TASK DETAILS: Format the lines as a Markdown table with the columns No. and Line, starting at the first line and ending at the line containing "left=300, top=195, right=329, bottom=242". Put one line in each row with its row number, and leave out blank lines.

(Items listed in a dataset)
--- Begin ---
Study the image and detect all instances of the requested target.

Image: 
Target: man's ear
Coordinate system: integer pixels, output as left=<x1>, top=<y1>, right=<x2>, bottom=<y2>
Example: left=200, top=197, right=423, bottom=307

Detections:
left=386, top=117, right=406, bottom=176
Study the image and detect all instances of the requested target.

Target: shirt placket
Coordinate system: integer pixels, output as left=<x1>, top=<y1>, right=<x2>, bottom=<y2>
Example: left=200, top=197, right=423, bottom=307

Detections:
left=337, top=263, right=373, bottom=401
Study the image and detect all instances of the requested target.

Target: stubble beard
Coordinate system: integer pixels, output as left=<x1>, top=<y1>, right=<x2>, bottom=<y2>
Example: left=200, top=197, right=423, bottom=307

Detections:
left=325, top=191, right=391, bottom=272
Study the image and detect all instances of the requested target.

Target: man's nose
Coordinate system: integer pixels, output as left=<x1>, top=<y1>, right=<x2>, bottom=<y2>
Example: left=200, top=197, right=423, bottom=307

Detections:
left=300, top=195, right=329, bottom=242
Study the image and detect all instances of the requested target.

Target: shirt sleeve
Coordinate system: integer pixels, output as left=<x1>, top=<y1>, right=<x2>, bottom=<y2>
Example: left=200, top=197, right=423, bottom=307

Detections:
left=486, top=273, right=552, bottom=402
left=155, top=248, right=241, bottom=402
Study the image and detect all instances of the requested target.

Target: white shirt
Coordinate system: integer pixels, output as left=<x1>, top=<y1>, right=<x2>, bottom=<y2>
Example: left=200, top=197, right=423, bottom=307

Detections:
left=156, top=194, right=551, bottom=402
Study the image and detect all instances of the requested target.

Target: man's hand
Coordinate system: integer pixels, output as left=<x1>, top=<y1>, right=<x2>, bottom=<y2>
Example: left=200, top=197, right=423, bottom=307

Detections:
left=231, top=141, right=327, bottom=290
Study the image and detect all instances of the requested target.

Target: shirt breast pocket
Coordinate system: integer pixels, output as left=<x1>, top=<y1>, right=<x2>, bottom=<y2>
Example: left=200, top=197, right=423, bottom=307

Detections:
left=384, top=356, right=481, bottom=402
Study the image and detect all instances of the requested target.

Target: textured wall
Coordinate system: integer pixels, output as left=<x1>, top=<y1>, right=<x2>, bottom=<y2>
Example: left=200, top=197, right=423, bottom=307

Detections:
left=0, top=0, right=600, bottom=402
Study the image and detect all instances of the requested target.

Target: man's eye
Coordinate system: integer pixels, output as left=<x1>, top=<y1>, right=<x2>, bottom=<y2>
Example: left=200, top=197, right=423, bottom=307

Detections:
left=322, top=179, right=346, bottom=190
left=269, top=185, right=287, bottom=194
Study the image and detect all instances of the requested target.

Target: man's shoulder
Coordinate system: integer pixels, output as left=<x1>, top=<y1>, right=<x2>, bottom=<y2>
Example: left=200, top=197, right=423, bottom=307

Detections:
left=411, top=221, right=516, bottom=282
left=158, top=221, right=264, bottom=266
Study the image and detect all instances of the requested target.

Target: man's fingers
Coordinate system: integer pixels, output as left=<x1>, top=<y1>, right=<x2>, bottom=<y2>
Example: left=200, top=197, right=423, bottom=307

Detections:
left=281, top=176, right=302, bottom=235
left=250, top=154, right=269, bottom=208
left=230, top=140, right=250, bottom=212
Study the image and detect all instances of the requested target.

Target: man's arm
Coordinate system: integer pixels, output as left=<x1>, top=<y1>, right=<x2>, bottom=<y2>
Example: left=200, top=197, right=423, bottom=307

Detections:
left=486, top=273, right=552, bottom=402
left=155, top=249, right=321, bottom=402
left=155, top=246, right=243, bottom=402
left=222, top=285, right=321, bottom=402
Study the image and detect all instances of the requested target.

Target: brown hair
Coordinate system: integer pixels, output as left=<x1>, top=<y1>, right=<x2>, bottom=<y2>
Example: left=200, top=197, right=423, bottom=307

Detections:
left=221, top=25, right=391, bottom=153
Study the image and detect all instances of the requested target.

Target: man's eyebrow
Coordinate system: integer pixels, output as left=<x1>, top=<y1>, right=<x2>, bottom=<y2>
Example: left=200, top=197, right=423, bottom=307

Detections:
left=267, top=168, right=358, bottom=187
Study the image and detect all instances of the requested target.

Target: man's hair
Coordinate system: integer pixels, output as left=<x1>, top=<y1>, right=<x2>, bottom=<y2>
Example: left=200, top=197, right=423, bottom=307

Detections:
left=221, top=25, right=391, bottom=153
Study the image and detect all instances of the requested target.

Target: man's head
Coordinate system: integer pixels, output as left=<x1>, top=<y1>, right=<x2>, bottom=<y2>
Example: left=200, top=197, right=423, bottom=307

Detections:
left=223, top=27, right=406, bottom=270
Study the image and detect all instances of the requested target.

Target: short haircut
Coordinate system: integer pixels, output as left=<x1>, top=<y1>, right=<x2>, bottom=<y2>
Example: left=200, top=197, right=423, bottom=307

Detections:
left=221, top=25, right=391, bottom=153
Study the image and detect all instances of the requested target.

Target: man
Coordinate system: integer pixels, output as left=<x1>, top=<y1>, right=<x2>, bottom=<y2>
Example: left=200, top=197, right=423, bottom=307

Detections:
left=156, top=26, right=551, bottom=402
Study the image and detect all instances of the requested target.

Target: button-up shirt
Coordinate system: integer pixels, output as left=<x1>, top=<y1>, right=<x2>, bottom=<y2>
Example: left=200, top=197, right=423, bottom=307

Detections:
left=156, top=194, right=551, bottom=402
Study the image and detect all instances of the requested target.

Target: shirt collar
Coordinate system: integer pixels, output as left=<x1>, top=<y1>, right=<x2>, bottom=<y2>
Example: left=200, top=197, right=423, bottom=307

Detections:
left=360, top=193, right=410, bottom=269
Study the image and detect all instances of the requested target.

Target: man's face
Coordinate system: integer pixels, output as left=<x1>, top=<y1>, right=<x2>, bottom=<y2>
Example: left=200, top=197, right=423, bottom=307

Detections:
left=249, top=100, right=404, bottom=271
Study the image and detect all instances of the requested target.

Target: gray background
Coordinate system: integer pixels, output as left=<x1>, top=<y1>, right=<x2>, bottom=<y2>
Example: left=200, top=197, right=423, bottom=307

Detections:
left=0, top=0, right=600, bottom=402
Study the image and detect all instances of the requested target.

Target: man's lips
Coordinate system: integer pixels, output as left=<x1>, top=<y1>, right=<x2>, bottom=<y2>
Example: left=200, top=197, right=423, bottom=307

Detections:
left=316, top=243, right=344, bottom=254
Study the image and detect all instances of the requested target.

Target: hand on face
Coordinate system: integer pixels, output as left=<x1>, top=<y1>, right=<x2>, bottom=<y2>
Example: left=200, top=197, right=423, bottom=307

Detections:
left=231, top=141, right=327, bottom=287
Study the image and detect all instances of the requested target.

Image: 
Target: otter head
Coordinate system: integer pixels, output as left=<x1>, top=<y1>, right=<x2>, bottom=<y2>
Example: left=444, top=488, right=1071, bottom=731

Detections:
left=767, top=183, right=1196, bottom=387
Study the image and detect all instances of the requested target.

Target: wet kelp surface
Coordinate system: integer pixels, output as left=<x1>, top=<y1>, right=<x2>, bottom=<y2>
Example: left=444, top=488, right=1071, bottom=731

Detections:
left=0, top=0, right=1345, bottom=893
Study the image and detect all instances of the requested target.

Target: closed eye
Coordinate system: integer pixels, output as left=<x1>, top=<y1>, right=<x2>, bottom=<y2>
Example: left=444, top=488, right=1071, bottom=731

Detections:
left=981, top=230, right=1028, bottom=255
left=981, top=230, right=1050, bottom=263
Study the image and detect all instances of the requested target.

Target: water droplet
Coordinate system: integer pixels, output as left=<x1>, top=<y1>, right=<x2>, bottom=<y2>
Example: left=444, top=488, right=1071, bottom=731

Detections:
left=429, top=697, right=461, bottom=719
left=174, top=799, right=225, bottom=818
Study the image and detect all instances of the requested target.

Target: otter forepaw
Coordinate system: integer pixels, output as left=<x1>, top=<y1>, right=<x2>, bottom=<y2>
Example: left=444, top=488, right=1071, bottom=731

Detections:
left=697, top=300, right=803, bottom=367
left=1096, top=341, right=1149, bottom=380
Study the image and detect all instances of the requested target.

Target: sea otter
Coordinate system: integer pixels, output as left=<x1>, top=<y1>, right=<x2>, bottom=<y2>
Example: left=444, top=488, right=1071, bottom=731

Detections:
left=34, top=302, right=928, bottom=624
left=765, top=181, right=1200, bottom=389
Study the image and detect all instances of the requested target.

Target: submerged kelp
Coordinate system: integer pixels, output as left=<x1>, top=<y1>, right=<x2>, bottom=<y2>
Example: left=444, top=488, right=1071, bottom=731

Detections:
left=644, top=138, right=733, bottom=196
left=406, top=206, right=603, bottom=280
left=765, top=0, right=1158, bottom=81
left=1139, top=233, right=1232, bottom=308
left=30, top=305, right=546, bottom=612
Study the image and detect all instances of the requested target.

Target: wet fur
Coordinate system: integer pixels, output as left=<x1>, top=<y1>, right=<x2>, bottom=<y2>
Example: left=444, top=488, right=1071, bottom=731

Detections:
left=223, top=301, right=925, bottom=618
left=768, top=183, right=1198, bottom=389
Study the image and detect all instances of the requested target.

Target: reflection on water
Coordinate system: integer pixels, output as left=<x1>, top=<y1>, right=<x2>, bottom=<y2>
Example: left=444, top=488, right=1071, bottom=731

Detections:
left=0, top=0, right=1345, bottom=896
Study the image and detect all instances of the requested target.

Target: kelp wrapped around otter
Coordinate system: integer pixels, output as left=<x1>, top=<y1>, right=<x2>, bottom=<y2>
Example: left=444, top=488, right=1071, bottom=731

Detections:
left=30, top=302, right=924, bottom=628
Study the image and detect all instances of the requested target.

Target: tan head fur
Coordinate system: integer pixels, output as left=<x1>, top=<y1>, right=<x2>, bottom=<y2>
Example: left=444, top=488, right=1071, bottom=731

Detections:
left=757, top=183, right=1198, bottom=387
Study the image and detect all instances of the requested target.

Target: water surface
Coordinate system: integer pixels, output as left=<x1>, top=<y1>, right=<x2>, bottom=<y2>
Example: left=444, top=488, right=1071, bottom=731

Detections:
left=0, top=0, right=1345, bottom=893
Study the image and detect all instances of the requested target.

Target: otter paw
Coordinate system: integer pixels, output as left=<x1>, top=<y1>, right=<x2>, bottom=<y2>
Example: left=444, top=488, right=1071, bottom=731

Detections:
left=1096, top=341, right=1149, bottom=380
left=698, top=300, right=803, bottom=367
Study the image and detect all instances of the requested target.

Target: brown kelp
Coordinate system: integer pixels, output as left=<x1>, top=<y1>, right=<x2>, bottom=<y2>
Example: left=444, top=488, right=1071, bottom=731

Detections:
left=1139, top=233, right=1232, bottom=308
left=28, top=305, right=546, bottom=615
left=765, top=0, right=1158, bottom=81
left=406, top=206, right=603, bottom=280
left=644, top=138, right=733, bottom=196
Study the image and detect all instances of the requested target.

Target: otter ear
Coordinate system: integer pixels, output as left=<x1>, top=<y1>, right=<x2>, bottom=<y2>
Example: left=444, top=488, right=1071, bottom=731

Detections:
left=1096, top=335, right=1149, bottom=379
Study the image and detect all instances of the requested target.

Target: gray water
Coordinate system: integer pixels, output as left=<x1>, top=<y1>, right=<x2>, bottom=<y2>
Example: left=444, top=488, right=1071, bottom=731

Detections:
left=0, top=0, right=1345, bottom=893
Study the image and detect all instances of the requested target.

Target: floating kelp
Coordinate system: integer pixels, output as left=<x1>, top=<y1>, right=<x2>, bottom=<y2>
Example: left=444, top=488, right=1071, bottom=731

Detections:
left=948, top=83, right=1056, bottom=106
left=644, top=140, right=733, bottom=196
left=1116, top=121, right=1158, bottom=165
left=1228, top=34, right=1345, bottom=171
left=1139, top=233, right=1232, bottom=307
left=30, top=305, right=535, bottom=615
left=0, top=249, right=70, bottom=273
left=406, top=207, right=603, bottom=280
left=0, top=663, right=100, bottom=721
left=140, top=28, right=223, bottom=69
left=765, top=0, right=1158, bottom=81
--- End ---
EXERCISE ANSWER:
| No. | Line |
|---|---|
| 1 | Study the image and detect all instances of the requested target. |
| 2 | Image:  |
| 3 | Target: man's ear |
| 4 | Coordinate system: integer pixels, output as left=<x1>, top=<y1>, right=<x2>, bottom=<y2> |
| 5 | Example: left=200, top=197, right=423, bottom=307 |
| 6 | Detections: |
| 7 | left=386, top=117, right=406, bottom=176 |
| 8 | Study the image and detect all instances of the requested target. |
| 9 | Target: shirt placket |
| 10 | Coordinate system: integer pixels, output as left=<x1>, top=<y1>, right=<x2>, bottom=<y2> |
| 11 | Example: left=200, top=197, right=423, bottom=307 |
| 12 | Detections: |
| 13 | left=337, top=263, right=373, bottom=401 |
| 14 | Study the image and detect all instances of the requested target. |
| 15 | Target: stubble beard |
| 16 | Coordinate system: integer pixels, output as left=<x1>, top=<y1>, right=<x2>, bottom=<y2> |
| 17 | Example: left=200, top=197, right=423, bottom=307 |
| 18 | Detections: |
| 19 | left=325, top=191, right=391, bottom=272 |
| 20 | Study the image and detect all instances of the requested target. |
| 21 | Target: man's nose |
| 22 | Coordinate system: integer pixels, output as left=<x1>, top=<y1>, right=<x2>, bottom=<y2> |
| 23 | Example: left=200, top=197, right=423, bottom=307 |
| 24 | Detections: |
| 25 | left=300, top=195, right=329, bottom=242 |